**The exercise:** Could you print, character for character, the lines of the records that start at the line containing "of the tree" and end at the final line of the records, including both of those lines?

◇ ◇ ◇

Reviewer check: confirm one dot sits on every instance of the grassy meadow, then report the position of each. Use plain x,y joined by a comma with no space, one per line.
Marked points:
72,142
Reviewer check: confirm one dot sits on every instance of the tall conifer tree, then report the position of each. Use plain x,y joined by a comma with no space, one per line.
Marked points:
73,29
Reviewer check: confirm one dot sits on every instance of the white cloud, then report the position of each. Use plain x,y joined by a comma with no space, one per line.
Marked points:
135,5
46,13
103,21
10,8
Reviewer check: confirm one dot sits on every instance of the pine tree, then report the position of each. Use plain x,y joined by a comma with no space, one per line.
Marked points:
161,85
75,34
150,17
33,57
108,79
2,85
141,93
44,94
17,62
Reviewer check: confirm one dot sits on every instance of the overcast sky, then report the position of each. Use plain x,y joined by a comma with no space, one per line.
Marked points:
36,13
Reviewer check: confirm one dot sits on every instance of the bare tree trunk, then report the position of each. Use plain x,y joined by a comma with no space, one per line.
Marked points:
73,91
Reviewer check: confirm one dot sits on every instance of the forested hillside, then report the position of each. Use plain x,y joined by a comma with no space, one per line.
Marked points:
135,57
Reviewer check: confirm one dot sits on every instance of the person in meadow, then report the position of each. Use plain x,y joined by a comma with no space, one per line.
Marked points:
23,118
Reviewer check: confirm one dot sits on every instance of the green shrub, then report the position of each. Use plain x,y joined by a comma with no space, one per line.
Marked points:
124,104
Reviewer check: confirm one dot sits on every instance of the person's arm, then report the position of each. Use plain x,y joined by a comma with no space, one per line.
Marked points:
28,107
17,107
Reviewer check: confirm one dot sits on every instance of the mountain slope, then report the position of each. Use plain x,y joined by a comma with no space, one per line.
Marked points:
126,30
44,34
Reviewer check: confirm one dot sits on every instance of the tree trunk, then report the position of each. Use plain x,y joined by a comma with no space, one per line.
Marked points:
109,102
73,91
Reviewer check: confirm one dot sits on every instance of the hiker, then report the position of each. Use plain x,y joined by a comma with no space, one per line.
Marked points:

◇ ◇ ◇

**The response:**
Reviewer check: confirm one dot sits on every instance of the tree trunk, then report the position of each. Use plain x,y joined by a comma with no space, one per line.
Marked points:
109,102
73,91
Reviewer check: confirm one dot sits on every instance of the hiker, then report the position of each. Use plain x,y joined by a comma with no space, one per line.
Marked points:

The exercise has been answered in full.